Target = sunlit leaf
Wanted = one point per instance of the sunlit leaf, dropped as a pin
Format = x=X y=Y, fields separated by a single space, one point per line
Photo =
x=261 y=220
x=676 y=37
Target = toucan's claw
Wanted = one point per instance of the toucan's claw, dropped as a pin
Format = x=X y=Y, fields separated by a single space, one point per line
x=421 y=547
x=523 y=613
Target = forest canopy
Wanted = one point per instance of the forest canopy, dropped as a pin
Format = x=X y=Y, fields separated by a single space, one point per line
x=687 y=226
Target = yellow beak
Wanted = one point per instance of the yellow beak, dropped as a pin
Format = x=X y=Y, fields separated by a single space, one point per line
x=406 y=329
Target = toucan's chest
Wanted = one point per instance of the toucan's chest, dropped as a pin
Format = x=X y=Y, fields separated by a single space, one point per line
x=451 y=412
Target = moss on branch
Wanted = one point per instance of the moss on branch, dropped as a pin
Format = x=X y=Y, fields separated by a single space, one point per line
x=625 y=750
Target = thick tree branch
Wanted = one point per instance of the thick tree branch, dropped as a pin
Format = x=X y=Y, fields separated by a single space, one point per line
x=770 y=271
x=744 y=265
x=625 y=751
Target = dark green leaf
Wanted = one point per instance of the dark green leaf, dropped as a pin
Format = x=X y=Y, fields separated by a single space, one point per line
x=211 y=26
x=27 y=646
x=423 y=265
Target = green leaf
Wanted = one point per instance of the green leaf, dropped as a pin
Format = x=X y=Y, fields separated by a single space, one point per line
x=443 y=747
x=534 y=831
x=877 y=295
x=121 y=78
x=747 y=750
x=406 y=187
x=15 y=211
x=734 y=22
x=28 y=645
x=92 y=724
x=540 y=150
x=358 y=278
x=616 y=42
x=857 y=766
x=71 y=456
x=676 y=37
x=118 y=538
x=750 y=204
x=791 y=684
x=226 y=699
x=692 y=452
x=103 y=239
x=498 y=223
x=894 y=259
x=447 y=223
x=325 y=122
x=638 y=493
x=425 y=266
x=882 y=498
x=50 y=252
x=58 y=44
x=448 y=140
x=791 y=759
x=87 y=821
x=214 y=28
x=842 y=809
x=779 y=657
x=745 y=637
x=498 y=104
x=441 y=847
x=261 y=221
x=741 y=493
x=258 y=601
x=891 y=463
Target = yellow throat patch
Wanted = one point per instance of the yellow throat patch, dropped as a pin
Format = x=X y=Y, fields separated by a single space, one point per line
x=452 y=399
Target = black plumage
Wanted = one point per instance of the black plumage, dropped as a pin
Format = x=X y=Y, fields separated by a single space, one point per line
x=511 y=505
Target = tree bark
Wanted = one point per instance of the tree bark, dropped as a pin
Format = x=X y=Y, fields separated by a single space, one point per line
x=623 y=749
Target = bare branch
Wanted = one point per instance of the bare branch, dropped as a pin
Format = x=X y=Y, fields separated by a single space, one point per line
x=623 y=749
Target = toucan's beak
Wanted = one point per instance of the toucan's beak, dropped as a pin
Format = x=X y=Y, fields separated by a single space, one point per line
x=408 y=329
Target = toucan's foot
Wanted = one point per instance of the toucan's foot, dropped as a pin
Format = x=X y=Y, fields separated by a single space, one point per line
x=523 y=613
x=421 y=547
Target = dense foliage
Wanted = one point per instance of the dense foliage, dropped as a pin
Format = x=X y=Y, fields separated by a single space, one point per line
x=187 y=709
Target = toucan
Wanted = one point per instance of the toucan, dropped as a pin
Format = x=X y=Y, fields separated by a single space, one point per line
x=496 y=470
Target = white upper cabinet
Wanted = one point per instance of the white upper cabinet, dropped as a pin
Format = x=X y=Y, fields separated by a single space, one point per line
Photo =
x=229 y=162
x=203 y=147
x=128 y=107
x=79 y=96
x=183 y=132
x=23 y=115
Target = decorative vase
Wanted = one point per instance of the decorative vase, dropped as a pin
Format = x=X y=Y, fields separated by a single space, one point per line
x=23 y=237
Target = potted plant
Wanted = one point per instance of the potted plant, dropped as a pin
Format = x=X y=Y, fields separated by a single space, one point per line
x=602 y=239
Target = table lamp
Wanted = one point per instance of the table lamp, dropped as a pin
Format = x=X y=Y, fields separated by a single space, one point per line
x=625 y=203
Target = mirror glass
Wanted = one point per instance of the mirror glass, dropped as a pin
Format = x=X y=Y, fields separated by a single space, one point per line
+-------+
AIM OF THE EXERCISE ▸ Retype every item above line for line, keeping each character and space unchanged.

OUTPUT BELOW ▸
Target = sunlit leaf
Wanted = one point per instance of the sunlit leaf, dropped as a pin
Format = x=X y=Y, fields separated by a single space, one point per line
Photo =
x=261 y=220
x=676 y=37
Target = toucan's claw
Wanted = one point per instance of the toucan's claw, dropped as a pin
Format = x=X y=Y, fields separated by a single space, one point per line
x=421 y=547
x=523 y=613
Target = forest canopy
Wanted = one point per instance of the forest canopy, dropped as a pin
Format = x=X y=Y, fields separated by a single space, one point per line
x=687 y=226
Target = yellow beak
Wanted = one point per instance of the yellow beak, dropped as a pin
Format = x=X y=Y, fields separated by a single space, one point per line
x=406 y=329
Target = toucan's chest
Wanted = one point per instance of the toucan's chest, dropped as a pin
Format = x=X y=Y, fields separated by a single space, one point per line
x=451 y=412
Target = moss on branch
Wanted = one point per instance of the moss on branch, dropped as a pin
Format = x=X y=Y, fields separated by a single space, one point per line
x=625 y=750
Target = thick tree branch
Wanted = one point per instance of the thick tree branch, dropped as a pin
Format = x=X y=Y, fields separated by a single space, one point per line
x=770 y=271
x=744 y=265
x=625 y=751
Target = dark green leaf
Wanted = one point per instance of the dark green leaf, dropped as a pin
Format = x=X y=Y, fields separated by a single space, one point per line
x=211 y=26
x=27 y=646
x=423 y=265
Target = green leaf
Wanted = one point per instance of the green leaf, dropped as a pin
Format = x=X y=Y, fields separated by a single space, one point per line
x=443 y=747
x=534 y=831
x=877 y=295
x=121 y=78
x=747 y=750
x=406 y=187
x=15 y=211
x=734 y=22
x=28 y=645
x=92 y=724
x=540 y=150
x=358 y=278
x=616 y=42
x=857 y=766
x=71 y=456
x=676 y=37
x=118 y=538
x=750 y=204
x=791 y=684
x=226 y=699
x=692 y=452
x=103 y=239
x=498 y=223
x=894 y=259
x=447 y=223
x=325 y=122
x=638 y=493
x=425 y=266
x=882 y=498
x=50 y=252
x=58 y=44
x=448 y=140
x=791 y=759
x=87 y=821
x=214 y=28
x=842 y=809
x=779 y=657
x=745 y=637
x=498 y=104
x=441 y=847
x=261 y=221
x=741 y=493
x=258 y=601
x=891 y=463
Target = yellow throat patch
Wanted = one point per instance of the yellow throat patch, dropped as a pin
Format = x=X y=Y, fields separated by a single space, one point per line
x=452 y=399
Target = black plumage
Wanted = one point per instance of the black plumage, dropped as a pin
Format = x=X y=Y, fields separated by a single space, one point per line
x=511 y=505
Target = tree bark
Wanted = one point per instance of the tree bark, dropped as a pin
Format = x=X y=Y, fields separated by a single space, one point per line
x=623 y=749
Target = bare branch
Wanted = one point per instance of the bare branch, dropped as a pin
Format = x=X y=Y, fields separated by a single space, one point per line
x=623 y=749
Target = toucan's beak
Wanted = one point per instance of the toucan's beak, dropped as a pin
Format = x=X y=Y, fields separated by a single space, one point per line
x=408 y=329
Target = toucan's foot
Wanted = one point per instance of the toucan's foot, dropped as a pin
Format = x=X y=Y, fields separated by a single space, one point per line
x=523 y=613
x=421 y=547
Target = dense foliage
Wanted = one point per instance of the dense foliage, dropped as a pin
Format = x=X y=Y, fields separated by a single space, one point per line
x=187 y=709
Target = toucan
Wanted = one point per instance of the toucan, dropped as a pin
Format = x=X y=Y, fields separated by a single space, one point per line
x=496 y=470
Target = white upper cabinet
Wanted = one point per instance of the white upper cabinet, dropped as a pin
Format = x=X y=Y, fields separated by a single space, one point per line
Photo =
x=229 y=162
x=203 y=147
x=128 y=107
x=79 y=96
x=183 y=132
x=23 y=115
Target = decorative vase
Wanted = one point per instance of the decorative vase, dropped as a pin
Format = x=X y=Y, fields separated by a single space, one point per line
x=23 y=237
Target = potted plant
Wanted = one point per instance of the potted plant, dropped as a pin
Format = x=X y=Y, fields separated by a single space, one point per line
x=602 y=239
Target = table lamp
Wanted = one point per instance of the table lamp, dropped as a pin
Format = x=X y=Y, fields separated by a single space, one point per line
x=625 y=203
Target = mirror glass
Wanted = one point per instance of the mirror glass, dropped as a pin
Format = x=X y=Y, fields separated by a single space, one point per line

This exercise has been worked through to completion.